— Given instruction 1 —
Reproduce the passage on the Colombo march from "Let’s consider the" up to and including "looking at it.".
— Given instruction 2 —
In the passage on the Colombo march, where were the demonstrators forced to go after the Government dug up Hyde Park?

— Quoted passage —
--------

Let’s consider the facts. Yes, it was organized a mere
year and a half after Maithripala Sirisena became President and less than a
year after the UNP won the General Election.
There are two ways of looking at it.
Jehan says ‘too early’.
True. There’s another way. If such numbers could be drawn to Colombo a
mere year and a half after Maithripala Sirisena became President and less than
a year after the UNP won the General Election it does indicate discontent of a
significant nature. Putting it down to
the ex President’s charisma or the stupidity of his followers will not rob it
of this significance. Loyalties of
protestors, ‘true objectives’ of the organizers, the reasons that drew the
crowds are relevant of course, but in a political sense it is the show of
strength that counts. We are not talking
any more, after all, about the merits and demerits of one regime over another
here.
The march attracted massive numbers. Contrast it, for example, with the ‘marches’
that other Oppositions under different regimes organized at the tail-ends of
terms. This was put all those to
shame. Contrast it, also, with the rally
that the United National Party (UNP) organized at Hyde Park a few months
ago. On that occasion the organizers had
to shift the venue to Lipton Circus fearing that Hyde Park might not be
filled. This time Hyde Park was literally
dug up by the Government, forcing the demonstrators to Lipton Circus. The five roads leading to Lipton Circus were
‘peopled’ to a considerable distance. If
numbers matter, these do.

--------

— Data block —
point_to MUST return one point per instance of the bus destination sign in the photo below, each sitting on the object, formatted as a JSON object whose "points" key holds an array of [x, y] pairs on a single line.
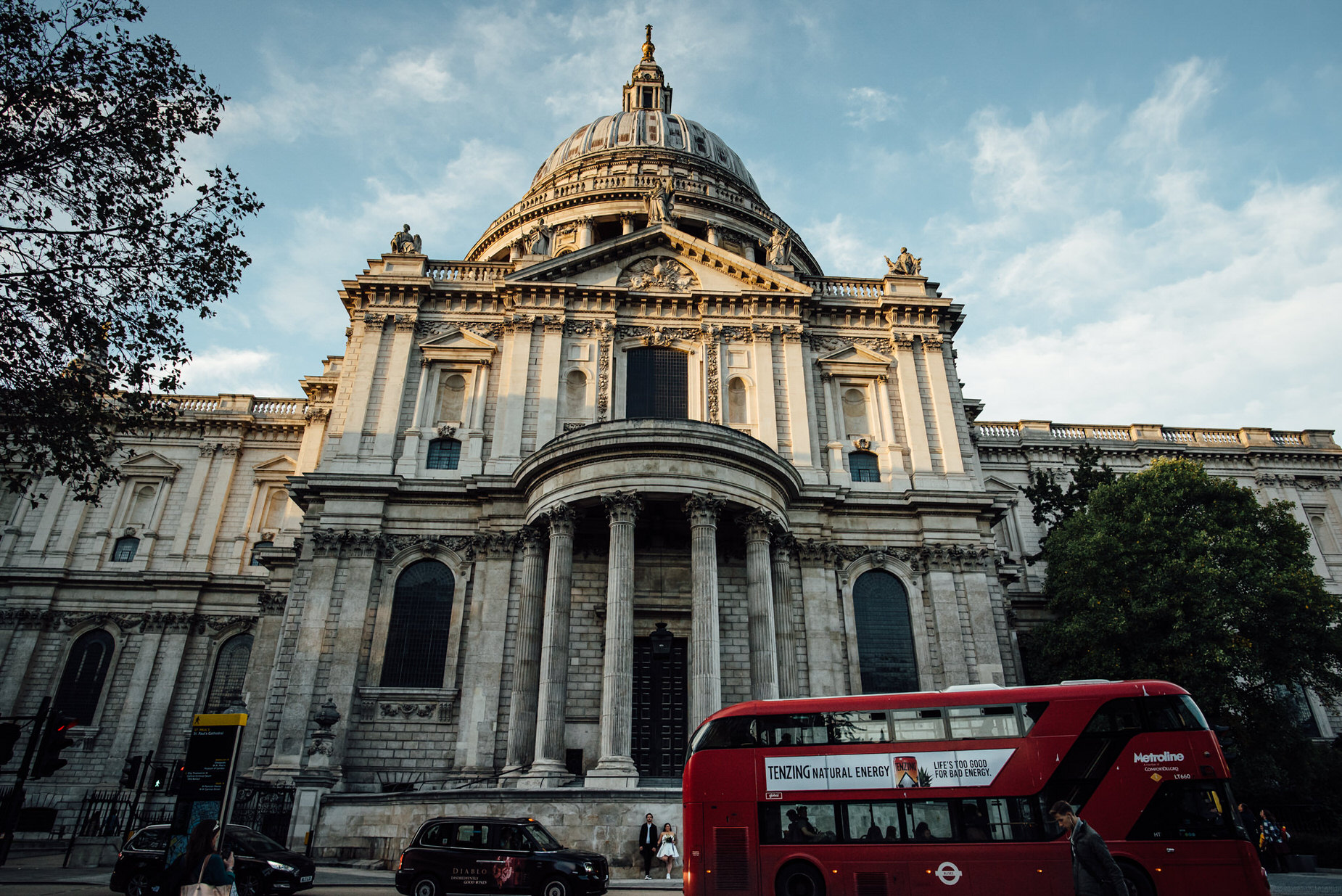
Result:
{"points": [[885, 770]]}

--------

— Written solution 1 —
Let’s consider the facts. Yes, it was organized a mere
year and a half after Maithripala Sirisena became President and less than a
year after the UNP won the General Election.
There are two ways of looking at it.

— Written solution 2 —
Lipton Circus.